Yapılacak iş: Liberal eğitim metnindeki "Null, (2011)’e göre Liberal eğitim" sözleriyle başlayan paragrafı, ana bilgilerini koruyarak lütfen daha kısa bir madde listesi hâlinde yeniden yazın.

Metinden alıntı:

<<<<

Null, (2011)’e göre Liberal eğitim temellerini Liberalizmden almıştır.
Liberalizm entelektüel bir özgürlüğü tanımlamanın yanında, devletin
merkeziyetçiliğine, mutlakiyetçiliğine karşı duruş olarak
da tanımlar. Bu duruşu açıklamak gerekirse
devletin müdahalelerine karşı sivil özgürlüklerin kazandırılmasıdır. Liberalizm
fırsat eşitliğini savunmuştur. Burada herkesin eşit olarak görülmesi değil
herkesin “eşit ahlaki değere” sahip olduğu ifade
edilir. Liberal bakışın kökünde 2000 yıllık bir sokratik bakış vardır. Liberal
eğitim Platon ve Aristo’nun görüşlerine dayanan özünde özgürlük kavramı yer
alan bir eğitimdir. Bireyin özgürleşmesi, özgürce düşünebilmesi, kendi
anlayışını oluşturabilmesi ve bunların değer görmesi anlayışını içerir. Liberal
eğitim aklın gelişimini destekler. Bilgi bilgi içindir görüşünü benimser.
Bireyin aklının gelişmesi için eğitim sınırlandırılmamalıdır. Bu anlayışta
dogmatik öğretim metotlarının ve konu alanının ön plana çıkması kişinin
deneyimleyerek ve problem çözerek öğrenmesini engeller düşüncesi hakimdir.
Liberal eğitim; bireyin entelektüel anlamda bağımsız düşünebilmesini,
geniş görüşlü ve hoşgörülü olmasını hedefleyen bir eğitimdir. Bu eğitimin de
demokratik okullar tarafından sağlanacağı kesindir. Liberal program anlayışı
ise programın merkeziyetçiliğini reddeder. Programın yerinden yapılmasını ve
yürütülmesini savunur. Liberal eğitim bakış açısı da liberal eğitim programı
içerisinde yer alan unsurlara öğretmen, öğrenci, konu alanı, bağlam ve
eğitim programının hep birlikte düşünüldüğü bir bütüncül yaklaşımı
savunur.
Null ve Schwab, eğitim programının içinde bulunan üç farklı boyutu ele
alarak, eğitim programı yapma işini soyutluktan somut hale getirmiştir (Bunlar
uygulama, hedef, kaynaşıklık boyutudur).Program yapmada bu üç boyutun diğer
dört boyutla (hedef, içerik, eğitim durumları, değerlendirme) birlikte ele
alınması kastedilmiştir. Bu birlikte ele alınışı, Reid “Curriculum Map”
şeklinde resmetmiş ve Null bunu açıklamıştır. Bobbitt ve Charters eğitim
programını yapma sürecini uygulamadan başlamasına dikkat çekmekten ziyade
hedef, içerik, eğitim durumu, değerlendirme süreçlerini bölüm bölüm incelemiş
bununla eğitim programı yapmaktan ziyade eğitim programı geliştirmeye
odaklanılmasına sebep olmuştur.

>>>>

Veri içeriği:
<<<<

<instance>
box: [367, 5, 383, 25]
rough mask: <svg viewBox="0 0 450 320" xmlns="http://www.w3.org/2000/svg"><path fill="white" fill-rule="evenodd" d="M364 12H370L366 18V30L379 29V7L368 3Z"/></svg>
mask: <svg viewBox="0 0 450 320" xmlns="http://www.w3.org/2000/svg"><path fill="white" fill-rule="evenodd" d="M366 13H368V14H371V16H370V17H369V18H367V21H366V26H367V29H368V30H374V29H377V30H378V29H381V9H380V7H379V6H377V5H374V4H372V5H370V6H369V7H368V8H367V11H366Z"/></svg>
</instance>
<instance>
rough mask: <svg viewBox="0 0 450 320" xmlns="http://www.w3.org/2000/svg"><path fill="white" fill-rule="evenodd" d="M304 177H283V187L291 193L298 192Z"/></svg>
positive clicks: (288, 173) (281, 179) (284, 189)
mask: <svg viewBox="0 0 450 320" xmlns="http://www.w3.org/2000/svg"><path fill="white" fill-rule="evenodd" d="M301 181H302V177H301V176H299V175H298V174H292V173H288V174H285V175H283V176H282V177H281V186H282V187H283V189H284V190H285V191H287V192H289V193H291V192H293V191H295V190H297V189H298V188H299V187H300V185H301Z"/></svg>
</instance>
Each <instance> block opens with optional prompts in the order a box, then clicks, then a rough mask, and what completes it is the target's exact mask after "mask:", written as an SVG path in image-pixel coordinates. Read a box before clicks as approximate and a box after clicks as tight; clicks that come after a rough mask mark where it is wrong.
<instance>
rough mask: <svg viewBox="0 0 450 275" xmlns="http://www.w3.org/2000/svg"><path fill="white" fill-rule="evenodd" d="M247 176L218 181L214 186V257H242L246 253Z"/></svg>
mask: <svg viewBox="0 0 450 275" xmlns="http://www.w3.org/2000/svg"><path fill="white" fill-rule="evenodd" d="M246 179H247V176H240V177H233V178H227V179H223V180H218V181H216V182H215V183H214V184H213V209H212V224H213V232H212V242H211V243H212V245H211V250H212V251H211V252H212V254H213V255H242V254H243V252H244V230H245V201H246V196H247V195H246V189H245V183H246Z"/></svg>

>>>>

Görevin yanıtı:
- Null'a (2011) göre liberal eğitim temellerini liberalizmden alır.
- Liberalizm entelektüel özgürlüğün yanı sıra devletin merkeziyetçiliğine ve mutlakiyetçiliğine karşı bir duruştur. Bu duruş, devlet müdahalelerine karşı sivil özgürlüklerin kazandırılmasıdır.
- Liberalizm fırsat eşitliğini savunur. Herkes eşit görülmez, ancak herkesin "eşit ahlaki değere" sahip olduğu kabul edilir.
- Liberal bakışın kökünde 2000 yıllık sokratik bir bakış vardır. Liberal eğitim Platon ve Aristo'nun görüşlerine dayanır ve özünde özgürlük kavramı bulunur.
- Bireyin özgürleşmesini, özgürce düşünmesini, kendi anlayışını oluşturmasını ve bunların değer görmesini içerir.
- Aklın gelişimini destekler ve "bilgi bilgi içindir" görüşünü benimser. Aklın gelişmesi için eğitim sınırlandırılmamalıdır.
- Dogmatik öğretim metotlarının ve konu alanının öne çıkması, deneyimleyerek ve problem çözerek öğrenmeyi engeller.
- Amaç, bireyin entelektüel olarak bağımsız düşünmesi, geniş görüşlü ve hoşgörülü olmasıdır. Bu eğitimi demokratik okullar sağlar.
- Liberal program anlayışı programın merkeziyetçiliğini reddeder. Programın yerinden yapılmasını ve yürütülmesini savunur.
- Öğretmen, öğrenci, konu alanı, bağlam ve eğitim programını birlikte ele alan bütüncül bir yaklaşımı savunur.